[Point annotation dataset rows]
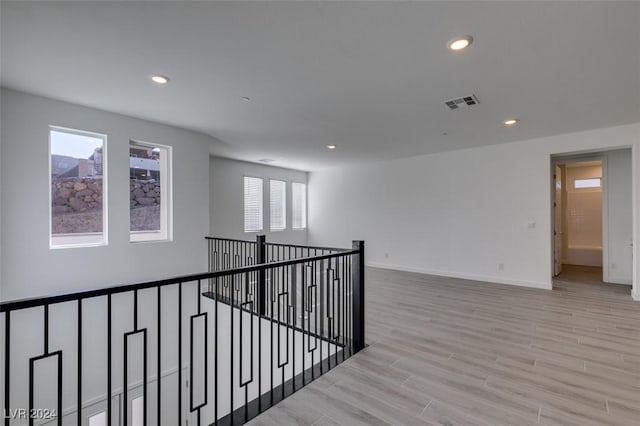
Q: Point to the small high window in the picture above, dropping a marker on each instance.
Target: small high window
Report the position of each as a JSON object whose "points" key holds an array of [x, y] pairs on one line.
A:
{"points": [[299, 205], [278, 205], [252, 204], [587, 183], [149, 192], [78, 188]]}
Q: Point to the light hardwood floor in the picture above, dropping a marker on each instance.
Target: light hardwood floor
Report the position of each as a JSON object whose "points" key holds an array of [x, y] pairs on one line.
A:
{"points": [[456, 352]]}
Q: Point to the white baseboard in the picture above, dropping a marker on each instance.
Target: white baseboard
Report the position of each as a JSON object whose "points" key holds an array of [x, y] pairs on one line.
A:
{"points": [[621, 281], [473, 277]]}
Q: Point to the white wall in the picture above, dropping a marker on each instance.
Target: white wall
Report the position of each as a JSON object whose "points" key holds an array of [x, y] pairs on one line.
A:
{"points": [[29, 267], [227, 199], [460, 213]]}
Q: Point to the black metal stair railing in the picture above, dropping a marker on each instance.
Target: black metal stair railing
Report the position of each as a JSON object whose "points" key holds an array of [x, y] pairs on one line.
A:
{"points": [[242, 337]]}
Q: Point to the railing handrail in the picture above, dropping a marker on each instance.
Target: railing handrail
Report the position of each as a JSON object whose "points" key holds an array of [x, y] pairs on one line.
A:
{"points": [[280, 244], [14, 305], [230, 239], [336, 249]]}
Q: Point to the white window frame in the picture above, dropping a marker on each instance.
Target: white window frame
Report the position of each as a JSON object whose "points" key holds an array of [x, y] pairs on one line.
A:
{"points": [[304, 207], [244, 225], [587, 183], [165, 234], [283, 206], [87, 239]]}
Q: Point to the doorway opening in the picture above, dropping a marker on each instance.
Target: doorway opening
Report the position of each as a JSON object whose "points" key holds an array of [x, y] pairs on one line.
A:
{"points": [[593, 217]]}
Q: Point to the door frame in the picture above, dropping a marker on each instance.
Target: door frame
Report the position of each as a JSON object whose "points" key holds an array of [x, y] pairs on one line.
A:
{"points": [[570, 158]]}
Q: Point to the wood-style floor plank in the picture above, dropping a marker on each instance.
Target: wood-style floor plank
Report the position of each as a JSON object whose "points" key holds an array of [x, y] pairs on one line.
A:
{"points": [[446, 351]]}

**Description of the task:** Format every line of the rows above as a Markdown table with the columns "No." and "Line", numbering the lines in order and skipping blank ones. Leave the pictures out.

**Answer to the exercise:**
| No. | Line |
|---|---|
| 1 | Q: Point to the small high window in the picture above, dropping a marker on each instance. |
| 2 | Target: small high window |
| 3 | Report the position of each as a JSON object whose "points" key holds an array of [x, y] pairs on one line. |
| 4 | A: |
| 5 | {"points": [[299, 205], [278, 205], [252, 204], [587, 183], [149, 192], [78, 188]]} |
| 6 | Q: Point to the light hardwood floor in the picture above, dropping a marker on each instance. |
| 7 | Target: light hardwood floor |
| 8 | Report the position of each as a JSON object whose "points" key holds an array of [x, y] pairs on one line. |
| 9 | A: |
| 10 | {"points": [[456, 352]]} |
| 11 | Q: Point to the white baseboard in the picture above, dropping a marker on each instance. |
| 12 | Target: white baseboard |
| 13 | Report the position of each as a JSON object whose "points" key holds an array of [x, y] pairs on one line. |
| 14 | A: |
| 15 | {"points": [[621, 281], [473, 277]]} |
| 16 | Q: Point to the white wall in the picture above, dropping a marker on each instance. |
| 17 | Target: white wall |
| 18 | Report the position of each as a JSON object whose "points" key holds an array of [x, y] pairs on one line. |
| 19 | A: |
| 20 | {"points": [[29, 267], [227, 199], [460, 213]]} |
| 21 | Q: Point to the black metal stair railing in the picture above, dropping a marker on each instance. |
| 22 | Target: black metal stair railing |
| 23 | Report the position of each as a JSON object whose "points" key holds an array of [x, y] pairs on one line. |
| 24 | A: |
| 25 | {"points": [[242, 337]]} |
| 26 | Q: Point to the railing handrail in the picture above, dropping a marker on each instance. |
| 27 | Target: railing handrail |
| 28 | Report the position of each as a JSON object whose "points" key holds an array of [x, y] pairs on one line. |
| 29 | A: |
| 30 | {"points": [[280, 244], [14, 305], [230, 239], [336, 249]]} |
| 31 | Q: Point to the white window frame in the picture above, dropping a marker on each instance. |
| 32 | Target: white window frame |
| 33 | Report the position of each as a JSON object whose "points" key holds an array of [x, y] pairs on one line. |
| 34 | A: |
| 35 | {"points": [[304, 207], [244, 225], [587, 183], [165, 234], [283, 206], [87, 239]]} |
| 36 | Q: Point to the doorway opening in the picture above, dropping a marker on each instance. |
| 37 | Target: doorway opening |
| 38 | Report the position of each as a JSON object whose "points" key holds an array of [x, y] pairs on one line. |
| 39 | A: |
| 40 | {"points": [[593, 217]]} |
| 41 | Q: Point to the door frame in the picture above, dropping a marker on each instance. |
| 42 | Target: door frame |
| 43 | Report the position of each as a JSON object whose "points" key holds an array of [x, y] pairs on one line. |
| 44 | A: |
| 45 | {"points": [[570, 158]]} |
| 46 | Q: Point to the wood-style floor plank in the picture above, dropping a marker on each instance. |
| 47 | Target: wood-style floor plank |
| 48 | Report the position of each as a JSON object whose "points" key holds an array of [x, y] pairs on one line. |
| 49 | A: |
| 50 | {"points": [[446, 351]]} |